Required work: Write the material out again, line by line, exactly as it is.

Dataset excerpts on object pointing:
┄┄┄┄┄┄┄┄┄┄┄┄┄┄┄┄┄┄┄┄
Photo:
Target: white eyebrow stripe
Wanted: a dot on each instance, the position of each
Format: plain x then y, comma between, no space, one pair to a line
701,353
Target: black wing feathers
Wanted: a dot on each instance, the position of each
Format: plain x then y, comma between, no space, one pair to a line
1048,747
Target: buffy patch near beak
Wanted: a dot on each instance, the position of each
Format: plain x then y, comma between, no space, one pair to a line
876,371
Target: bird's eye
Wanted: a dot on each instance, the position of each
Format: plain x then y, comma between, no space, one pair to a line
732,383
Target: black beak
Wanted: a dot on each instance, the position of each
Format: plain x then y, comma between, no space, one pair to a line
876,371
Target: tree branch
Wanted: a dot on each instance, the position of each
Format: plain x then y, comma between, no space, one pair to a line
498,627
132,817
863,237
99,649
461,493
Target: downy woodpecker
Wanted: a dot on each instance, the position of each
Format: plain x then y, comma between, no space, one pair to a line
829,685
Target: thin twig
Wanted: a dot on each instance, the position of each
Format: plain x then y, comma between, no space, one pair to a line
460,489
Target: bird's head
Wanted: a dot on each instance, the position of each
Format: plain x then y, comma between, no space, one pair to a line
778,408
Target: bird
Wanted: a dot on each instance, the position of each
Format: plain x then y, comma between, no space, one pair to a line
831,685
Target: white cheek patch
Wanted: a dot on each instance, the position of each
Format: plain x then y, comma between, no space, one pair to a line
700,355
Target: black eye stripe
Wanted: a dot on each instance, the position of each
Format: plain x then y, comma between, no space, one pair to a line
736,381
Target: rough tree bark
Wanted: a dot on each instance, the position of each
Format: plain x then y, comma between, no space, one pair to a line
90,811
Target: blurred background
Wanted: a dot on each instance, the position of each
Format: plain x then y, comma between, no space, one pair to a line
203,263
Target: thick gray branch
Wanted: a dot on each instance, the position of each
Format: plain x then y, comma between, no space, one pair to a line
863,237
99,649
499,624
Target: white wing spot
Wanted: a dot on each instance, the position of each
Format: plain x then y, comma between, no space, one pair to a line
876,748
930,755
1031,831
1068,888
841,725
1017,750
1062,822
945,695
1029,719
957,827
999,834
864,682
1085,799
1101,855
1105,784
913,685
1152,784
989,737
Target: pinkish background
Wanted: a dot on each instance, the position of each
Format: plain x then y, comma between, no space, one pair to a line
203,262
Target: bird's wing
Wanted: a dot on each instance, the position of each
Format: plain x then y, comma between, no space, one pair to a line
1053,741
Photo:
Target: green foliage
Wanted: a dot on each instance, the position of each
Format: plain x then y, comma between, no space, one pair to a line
┄┄┄┄┄┄┄┄┄┄┄┄┄┄┄┄┄┄┄┄
Completed exercise:
Photo:
Target: white eyebrow stripe
Wanted: a dot on each instance, the position of each
Format: plain x then y, comma between, no space, one pair to a line
701,353
Target: black wing feathers
Wanted: a dot on each instance, the position of each
Format: plain x then y, comma between, no space, one pair to a line
1048,747
Target: buffy patch near beak
Wanted: a dot on each instance, the position of each
Format: plain x then y, comma between, no space, one pair to a line
876,371
Target: bird's eye
Wanted: a dot on each instance, the position of each
Format: plain x then y, comma between, no space, one pair to a line
732,383
Target: black beak
Wanted: a dot on each instance, the position of each
Format: plain x then y, comma between, no space, one pair to a line
876,371
Target: tree branch
Wanted: a dot on each instance, the position of each
Format: plain x then y, comma between, no space, one pair to a line
498,627
132,817
863,237
99,649
461,493
Target: downy woodpecker
Wanted: a dot on each instance, the position of each
Format: plain x then y, comma between, no space, one pair to a line
829,685
Target: thin twig
Wanted: a dot on each instance, the position of each
Format: plain x then y, comma between, no space, one pair to a line
460,489
Target: bird's head
Wanted: a dot on each instance, the position of each
Format: plain x then y, comma between, no space, one pair to a line
778,408
Target: bird
Wanted: a dot on each instance, the position of each
Format: plain x then y, comma between, no space, one pair to a line
831,685
Target: white cheek patch
Wanted: a dot on each instance, the position of each
Format: plain x then y, comma between, no space, one pair to a line
700,355
Target: black eye stripe
Wanted: a dot on each instance, the position of each
Format: plain x then y, comma between, no space, one pair to a line
736,381
Target: rough tree bark
Wanted: a dot on each instance, the position of each
Format: plain x then y, comma between, no space, one pair to a line
90,811
Target: blurred background
Wanted: a dot on each instance, the position of each
Format: plain x then y, comma between, no space, one pair to a line
203,263
Target: thick gray branch
Wanted: a dot on each instance, the position of each
Format: plain x then y, comma between, no space, one pair to a line
863,237
99,649
499,624
Target: white wing spot
Wanted: a dot on each instance, the position of each
Format: plain x then y, comma between, no space, one pair to a line
876,748
930,755
1031,831
1068,888
841,725
1017,750
1062,822
945,695
1029,719
957,827
999,834
864,682
1085,799
1101,855
1105,784
913,685
1152,784
989,737
Target: pinkish background
Wanted: a dot on each instance, the position of each
Format: plain x then y, comma between, no space, one pair to a line
203,262
Target: bird's wing
Wanted: a dot on each instance, the position of each
Format: plain x then y, comma between, no space, one pair to a line
1053,741
Photo:
Target: green foliage
Wanted: a dot on each instance, the position of each
Format: plain x then y, comma between, no space, one pair to a line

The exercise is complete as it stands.